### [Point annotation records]
- - - - - - -
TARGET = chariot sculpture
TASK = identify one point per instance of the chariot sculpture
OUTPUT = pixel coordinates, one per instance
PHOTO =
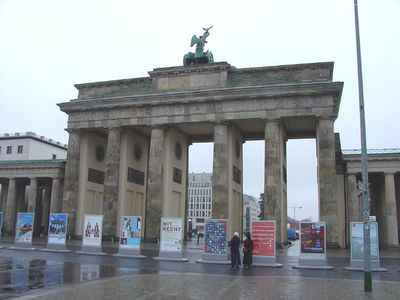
(199, 57)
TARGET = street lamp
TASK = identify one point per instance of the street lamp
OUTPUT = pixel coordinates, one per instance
(364, 163)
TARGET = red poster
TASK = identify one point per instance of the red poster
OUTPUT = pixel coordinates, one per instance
(263, 234)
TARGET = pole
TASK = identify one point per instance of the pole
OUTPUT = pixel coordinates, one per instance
(364, 163)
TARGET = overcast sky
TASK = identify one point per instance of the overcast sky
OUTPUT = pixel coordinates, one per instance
(48, 46)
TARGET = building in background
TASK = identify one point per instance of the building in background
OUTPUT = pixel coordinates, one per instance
(251, 211)
(32, 171)
(200, 200)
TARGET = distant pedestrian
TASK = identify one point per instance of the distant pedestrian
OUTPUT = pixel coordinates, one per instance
(235, 254)
(247, 251)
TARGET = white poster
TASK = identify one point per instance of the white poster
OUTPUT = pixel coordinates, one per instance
(171, 234)
(92, 230)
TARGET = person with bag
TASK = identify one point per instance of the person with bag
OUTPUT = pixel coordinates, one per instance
(247, 251)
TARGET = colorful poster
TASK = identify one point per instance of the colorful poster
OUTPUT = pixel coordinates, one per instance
(357, 241)
(171, 234)
(263, 235)
(312, 239)
(215, 236)
(57, 228)
(1, 224)
(92, 230)
(24, 228)
(130, 232)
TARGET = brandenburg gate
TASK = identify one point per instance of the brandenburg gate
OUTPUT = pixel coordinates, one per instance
(129, 139)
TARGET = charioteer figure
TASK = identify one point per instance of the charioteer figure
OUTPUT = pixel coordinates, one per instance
(199, 57)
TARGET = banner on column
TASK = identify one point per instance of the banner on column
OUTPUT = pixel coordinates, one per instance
(1, 224)
(24, 228)
(171, 234)
(130, 232)
(312, 240)
(357, 241)
(215, 236)
(263, 235)
(57, 228)
(92, 230)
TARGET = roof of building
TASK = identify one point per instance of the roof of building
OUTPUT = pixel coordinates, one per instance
(32, 135)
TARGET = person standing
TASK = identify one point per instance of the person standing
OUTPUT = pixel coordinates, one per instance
(247, 251)
(235, 254)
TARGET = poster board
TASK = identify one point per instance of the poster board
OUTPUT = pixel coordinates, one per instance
(171, 234)
(313, 240)
(24, 227)
(263, 235)
(1, 224)
(57, 228)
(215, 236)
(357, 241)
(92, 230)
(130, 232)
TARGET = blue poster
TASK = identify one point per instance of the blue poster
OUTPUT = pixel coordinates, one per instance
(24, 228)
(57, 228)
(215, 236)
(130, 232)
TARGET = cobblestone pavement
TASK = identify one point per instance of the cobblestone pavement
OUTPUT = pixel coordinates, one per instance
(43, 275)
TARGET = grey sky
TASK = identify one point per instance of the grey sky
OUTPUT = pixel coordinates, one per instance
(48, 46)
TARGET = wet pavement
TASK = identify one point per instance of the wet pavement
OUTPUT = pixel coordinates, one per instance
(49, 275)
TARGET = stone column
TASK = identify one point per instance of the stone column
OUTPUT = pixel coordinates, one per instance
(55, 198)
(273, 175)
(111, 180)
(70, 196)
(354, 208)
(220, 197)
(391, 211)
(327, 179)
(32, 195)
(155, 185)
(9, 216)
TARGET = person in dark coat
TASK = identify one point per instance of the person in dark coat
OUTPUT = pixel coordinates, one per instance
(235, 254)
(247, 251)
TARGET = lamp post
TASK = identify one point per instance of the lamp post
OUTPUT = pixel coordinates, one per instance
(364, 163)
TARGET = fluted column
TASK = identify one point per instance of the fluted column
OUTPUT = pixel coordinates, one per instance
(55, 198)
(391, 211)
(353, 201)
(71, 181)
(220, 206)
(32, 195)
(327, 178)
(273, 175)
(155, 195)
(9, 217)
(111, 180)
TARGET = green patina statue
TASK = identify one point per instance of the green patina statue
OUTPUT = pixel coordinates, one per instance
(199, 57)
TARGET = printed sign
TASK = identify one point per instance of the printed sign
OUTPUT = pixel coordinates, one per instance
(24, 227)
(263, 235)
(92, 230)
(1, 224)
(171, 234)
(312, 239)
(357, 241)
(57, 228)
(130, 232)
(215, 240)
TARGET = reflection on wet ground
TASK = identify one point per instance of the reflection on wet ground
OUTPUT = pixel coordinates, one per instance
(18, 276)
(23, 272)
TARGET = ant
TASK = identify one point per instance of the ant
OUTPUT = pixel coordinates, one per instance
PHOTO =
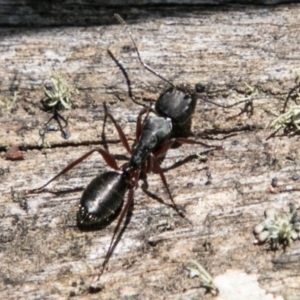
- - - - - - -
Please find every line in the data above that contains the word "street" and copy each one out. Matches are case-sensitive.

### [Problem solution]
TARGET = street lamp
TASK = identify one point per instance of the street lamp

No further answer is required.